_PROVIDED MATERIAL_
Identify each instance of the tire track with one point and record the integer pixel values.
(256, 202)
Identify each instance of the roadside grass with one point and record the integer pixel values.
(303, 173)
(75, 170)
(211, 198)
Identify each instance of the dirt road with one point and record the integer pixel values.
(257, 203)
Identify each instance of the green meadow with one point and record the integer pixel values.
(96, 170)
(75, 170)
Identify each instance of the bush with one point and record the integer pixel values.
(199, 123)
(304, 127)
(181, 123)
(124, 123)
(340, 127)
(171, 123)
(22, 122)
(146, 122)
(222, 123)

* * *

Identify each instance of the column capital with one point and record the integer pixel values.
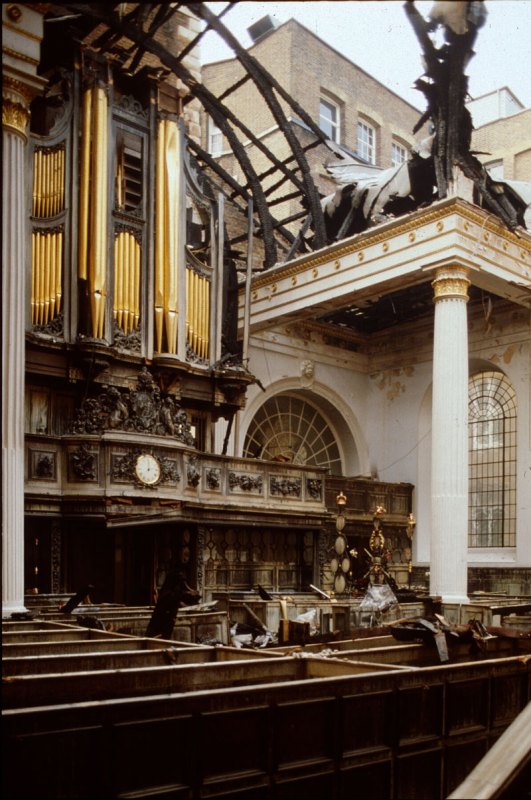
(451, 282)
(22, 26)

==

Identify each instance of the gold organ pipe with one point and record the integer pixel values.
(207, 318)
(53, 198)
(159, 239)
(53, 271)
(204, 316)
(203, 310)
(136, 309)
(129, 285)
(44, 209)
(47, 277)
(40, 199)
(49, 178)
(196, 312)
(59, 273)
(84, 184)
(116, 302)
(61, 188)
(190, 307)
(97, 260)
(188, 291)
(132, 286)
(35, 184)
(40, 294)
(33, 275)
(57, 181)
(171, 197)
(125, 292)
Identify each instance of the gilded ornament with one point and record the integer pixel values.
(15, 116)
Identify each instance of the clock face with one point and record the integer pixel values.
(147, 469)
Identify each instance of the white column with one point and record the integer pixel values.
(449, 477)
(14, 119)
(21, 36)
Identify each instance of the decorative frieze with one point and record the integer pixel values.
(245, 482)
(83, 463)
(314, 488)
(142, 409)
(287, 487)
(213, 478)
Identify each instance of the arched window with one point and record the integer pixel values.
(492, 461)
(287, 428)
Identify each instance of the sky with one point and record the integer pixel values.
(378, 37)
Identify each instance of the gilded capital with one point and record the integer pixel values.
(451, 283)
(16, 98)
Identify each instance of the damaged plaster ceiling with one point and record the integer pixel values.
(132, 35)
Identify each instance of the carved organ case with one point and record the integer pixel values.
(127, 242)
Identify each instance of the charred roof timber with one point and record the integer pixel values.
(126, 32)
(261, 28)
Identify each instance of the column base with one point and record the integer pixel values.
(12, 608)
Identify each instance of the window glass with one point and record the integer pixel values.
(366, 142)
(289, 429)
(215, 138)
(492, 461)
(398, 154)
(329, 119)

_SET EXERCISE_
Please count how many lines of the material above contain the string "gilded", treating uppercase and lowercase as different, and reply with that number alone.

_FULL ANSWER_
2